== Segment start ==

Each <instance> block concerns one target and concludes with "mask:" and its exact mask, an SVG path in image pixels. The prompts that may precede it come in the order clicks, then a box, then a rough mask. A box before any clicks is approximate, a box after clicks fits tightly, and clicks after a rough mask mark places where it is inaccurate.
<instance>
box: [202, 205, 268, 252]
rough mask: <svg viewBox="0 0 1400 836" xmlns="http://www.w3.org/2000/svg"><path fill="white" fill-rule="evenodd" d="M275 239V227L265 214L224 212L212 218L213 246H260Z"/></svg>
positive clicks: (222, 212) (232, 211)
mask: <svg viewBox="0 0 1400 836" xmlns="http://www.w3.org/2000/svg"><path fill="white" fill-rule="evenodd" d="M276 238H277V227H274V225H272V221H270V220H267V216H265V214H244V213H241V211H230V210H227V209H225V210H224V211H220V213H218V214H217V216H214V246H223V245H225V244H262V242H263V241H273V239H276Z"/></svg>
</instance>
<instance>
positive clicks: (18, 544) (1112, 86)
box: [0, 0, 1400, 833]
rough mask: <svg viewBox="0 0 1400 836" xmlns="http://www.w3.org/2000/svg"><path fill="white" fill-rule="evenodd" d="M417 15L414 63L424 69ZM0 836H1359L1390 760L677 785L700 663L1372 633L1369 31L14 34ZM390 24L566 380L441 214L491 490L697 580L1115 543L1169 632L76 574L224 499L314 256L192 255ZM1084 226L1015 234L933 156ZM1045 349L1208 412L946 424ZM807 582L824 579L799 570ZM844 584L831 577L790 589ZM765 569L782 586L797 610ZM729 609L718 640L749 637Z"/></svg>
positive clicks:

== Segment end ==

§ What the exercise asks
Each line in the listing above that contains "instance" should be copied.

§ Response below
Each <instance> block concerns one target and concludes with "mask:" and its exact mask, an SVG path in image pixels. The prompts that may precede it come in the order clicks, then a box, then a rough mask. A box before any clicks is approximate, a box after clicks fits tightly, and clicks after a rough mask mark places where it is inaccurate.
<instance>
</instance>
<instance>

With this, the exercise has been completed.